*Position annotation records*:
#####

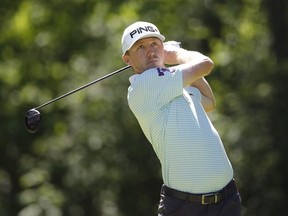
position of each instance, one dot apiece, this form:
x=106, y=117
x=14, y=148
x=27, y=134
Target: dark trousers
x=229, y=205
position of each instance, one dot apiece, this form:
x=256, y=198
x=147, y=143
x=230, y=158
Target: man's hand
x=171, y=48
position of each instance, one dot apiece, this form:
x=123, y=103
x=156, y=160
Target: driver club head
x=32, y=120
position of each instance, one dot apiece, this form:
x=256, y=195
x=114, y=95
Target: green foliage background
x=90, y=156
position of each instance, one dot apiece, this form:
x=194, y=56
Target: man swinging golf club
x=170, y=104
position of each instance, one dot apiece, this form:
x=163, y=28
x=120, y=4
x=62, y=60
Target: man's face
x=146, y=53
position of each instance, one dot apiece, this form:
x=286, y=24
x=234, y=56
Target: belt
x=209, y=198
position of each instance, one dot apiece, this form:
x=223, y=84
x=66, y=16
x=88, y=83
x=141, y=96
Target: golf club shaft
x=84, y=86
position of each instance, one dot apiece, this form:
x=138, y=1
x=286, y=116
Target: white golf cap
x=137, y=31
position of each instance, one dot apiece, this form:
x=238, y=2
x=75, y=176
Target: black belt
x=209, y=198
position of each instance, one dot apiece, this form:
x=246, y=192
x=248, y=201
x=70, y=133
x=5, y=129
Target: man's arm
x=194, y=67
x=208, y=100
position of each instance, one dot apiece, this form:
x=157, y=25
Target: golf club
x=33, y=116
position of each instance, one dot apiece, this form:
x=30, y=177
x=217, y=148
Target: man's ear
x=126, y=59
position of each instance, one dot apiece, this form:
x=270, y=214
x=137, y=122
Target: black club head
x=32, y=120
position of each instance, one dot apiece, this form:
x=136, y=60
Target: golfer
x=170, y=104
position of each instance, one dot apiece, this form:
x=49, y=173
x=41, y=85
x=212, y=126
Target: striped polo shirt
x=191, y=153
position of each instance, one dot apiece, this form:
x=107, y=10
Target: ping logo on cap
x=137, y=31
x=141, y=29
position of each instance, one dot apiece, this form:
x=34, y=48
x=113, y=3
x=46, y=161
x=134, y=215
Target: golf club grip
x=84, y=86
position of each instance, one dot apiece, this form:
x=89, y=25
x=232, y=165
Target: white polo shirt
x=191, y=153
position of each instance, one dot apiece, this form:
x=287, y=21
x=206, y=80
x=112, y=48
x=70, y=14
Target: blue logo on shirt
x=161, y=71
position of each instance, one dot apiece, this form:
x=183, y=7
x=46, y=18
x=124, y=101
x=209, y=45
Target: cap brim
x=161, y=37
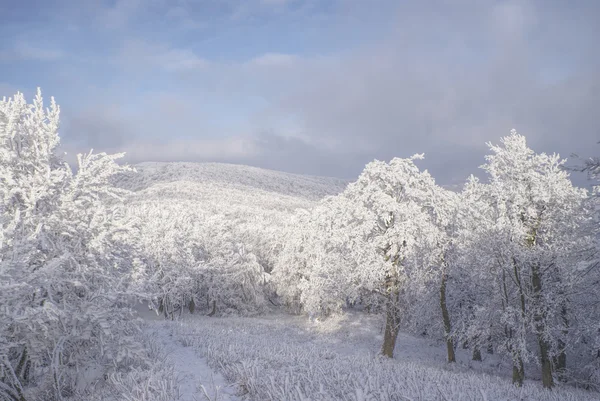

#####

*DIRECTION*: Rewrite the records, starting at the top and ending at the line containing "x=90, y=156", with "Target" changed to "Object" and everything else kept the same. Omit the pictures from the output.

*FINAL RESULT*:
position of each instance, one dot apiece, this form:
x=106, y=117
x=14, y=148
x=27, y=134
Object: dark trousers
x=229, y=205
position of each instance, one dot apiece, this form:
x=256, y=198
x=147, y=143
x=230, y=158
Object: man's hand
x=171, y=48
position of each instance, one dot apiece, this form:
x=123, y=103
x=156, y=160
Object: driver club head
x=32, y=120
position of each instance, one dot apiece, this form:
x=256, y=195
x=114, y=95
Object: green foliage background
x=90, y=156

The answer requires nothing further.